WHAT THIS EXERCISE ASKS
1. Answer these about the Kapalai passage:
(a) How far off Sipadan does Kapalai lie?
(b) What do all of the buildings rest on?
(c) From which city are there daily flights?
2. Return the part of the Kapalai passage from "The island of" up to and including "the island uninhabited.".
3. Could you carry the Kapalai passage further, beginning after its last sentence?

TEXT BLOCK
Kapalai () is an island in Tawau Division, Sabah, Malaysia, known for its scuba resorts.

The island of Kapalai, just 15 kilometres off Sipadan, was a beautiful island two hundred years ago, but now remains as only a sand bar.  Erosion has reduced the island to sea level and the village now sits on the edge of the extensive Ligitan Reefs.  All of the buildings rest on stilts resting on the underwater reef. There is only one private resort on the island, with the rest of the island uninhabited.

Location
Kapalai is situated a couple of hours from the east coast of Borneo. Though the island is a relatively remote location to reach, there are daily flights from Kota Kinabalu, less than a one-hour flight from Tawau.

Rows from a pointing dataset
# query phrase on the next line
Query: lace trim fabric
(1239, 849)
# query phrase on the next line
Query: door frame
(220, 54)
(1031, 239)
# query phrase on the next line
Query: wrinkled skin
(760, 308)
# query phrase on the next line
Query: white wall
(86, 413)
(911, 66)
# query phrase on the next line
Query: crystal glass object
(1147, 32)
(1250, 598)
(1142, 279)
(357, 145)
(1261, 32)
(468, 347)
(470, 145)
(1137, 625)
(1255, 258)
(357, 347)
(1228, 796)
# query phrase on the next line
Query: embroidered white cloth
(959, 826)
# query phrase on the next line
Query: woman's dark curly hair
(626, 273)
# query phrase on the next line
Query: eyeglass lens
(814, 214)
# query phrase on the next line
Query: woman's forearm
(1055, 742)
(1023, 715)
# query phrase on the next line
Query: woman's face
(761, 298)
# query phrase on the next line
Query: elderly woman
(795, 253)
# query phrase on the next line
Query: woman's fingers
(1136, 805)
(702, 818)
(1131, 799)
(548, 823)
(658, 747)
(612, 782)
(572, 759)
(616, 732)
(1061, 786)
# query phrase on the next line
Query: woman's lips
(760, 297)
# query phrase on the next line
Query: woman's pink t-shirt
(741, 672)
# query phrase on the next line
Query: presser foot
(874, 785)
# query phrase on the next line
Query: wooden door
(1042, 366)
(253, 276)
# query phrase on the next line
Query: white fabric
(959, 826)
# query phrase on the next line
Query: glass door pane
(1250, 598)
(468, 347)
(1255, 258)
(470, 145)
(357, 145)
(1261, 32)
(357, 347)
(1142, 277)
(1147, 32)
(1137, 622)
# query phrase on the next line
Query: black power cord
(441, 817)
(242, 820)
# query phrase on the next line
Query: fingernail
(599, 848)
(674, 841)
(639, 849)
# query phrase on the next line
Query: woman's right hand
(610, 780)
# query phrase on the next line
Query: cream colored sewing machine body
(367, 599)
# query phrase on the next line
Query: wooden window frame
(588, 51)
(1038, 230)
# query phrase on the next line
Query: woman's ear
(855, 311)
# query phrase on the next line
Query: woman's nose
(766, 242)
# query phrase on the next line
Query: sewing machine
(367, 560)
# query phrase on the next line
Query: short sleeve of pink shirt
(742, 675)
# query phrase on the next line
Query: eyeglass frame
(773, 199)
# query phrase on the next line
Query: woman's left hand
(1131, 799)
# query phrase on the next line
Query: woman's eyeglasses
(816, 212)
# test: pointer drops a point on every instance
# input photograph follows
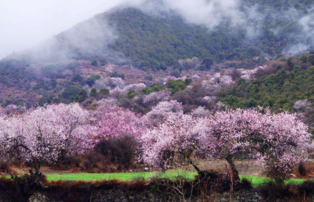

PER-TASK OUTPUTS
1.
(a) 15 kilometers.
(b) Stilts resting on the underwater reef.
(c) Kota Kinabalu.

2.
The island of Kapalai, just 15 kilometres off Sipadan, was a beautiful island two hundred years ago, but now remains as only a sand bar.  Erosion has reduced the island to sea level and the village now sits on the edge of the extensive Ligitan Reefs.  All of the buildings rest on stilts resting on the underwater reef. There is only one private resort on the island, with the rest of the island uninhabited.

3.
Transportation
As Kapalai Island is located off the east coast of Sabah / Borneo, Malaysia's easternmost state, direct flights are available to Tawau and Kota Kinabalu on Sabah from Kuala Lumpur on peninsular Malaysia and Singapore. The closest airport to Kapalai is Tawau, located approximately one hour from Semporna's jetty by minivan. Semporna's jetty serves as the speedboat departure point for Kapalai and the neighboring Sipadan Island and Mabul Island.

Kapalai Island is located to the northeast of Sipadan Island. Many tour operators provide roundtrip transfers from Tawau Airport to Semporna and onward to Kapalai Island.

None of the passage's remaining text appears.